Input data
....

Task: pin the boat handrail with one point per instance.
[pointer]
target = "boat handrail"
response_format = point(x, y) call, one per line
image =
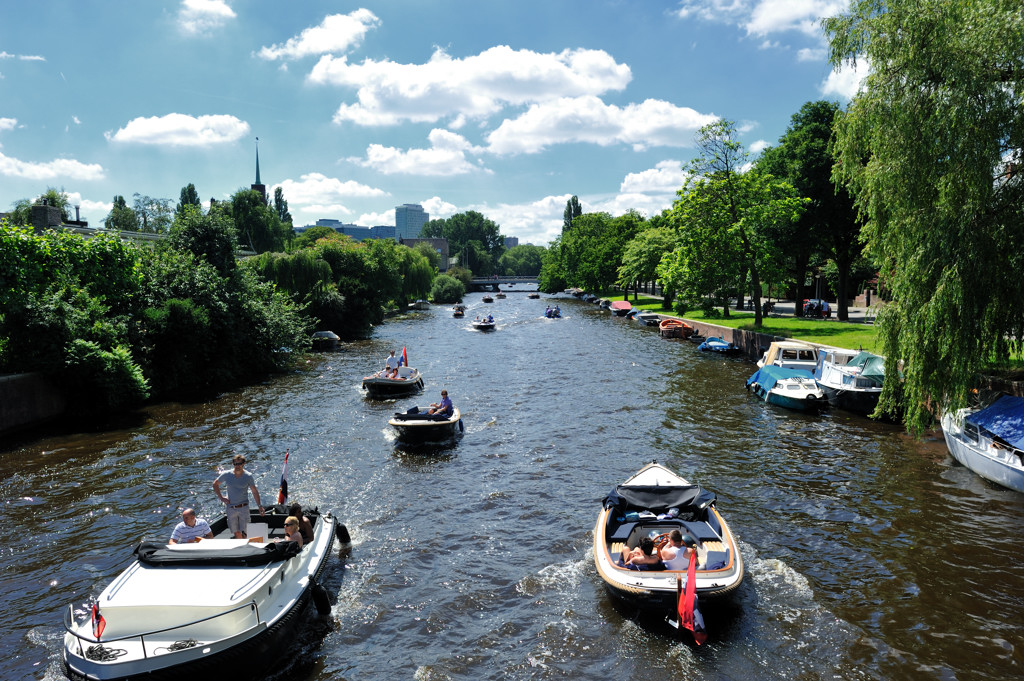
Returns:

....

Requirement
Without the pictures, write out every entry precisely as it appears.

Completed exercise
Task: pin the boat handrail with one point per instance.
[pointer]
target = "boat handrail"
response_format = point(x, y) call, one per line
image =
Returns:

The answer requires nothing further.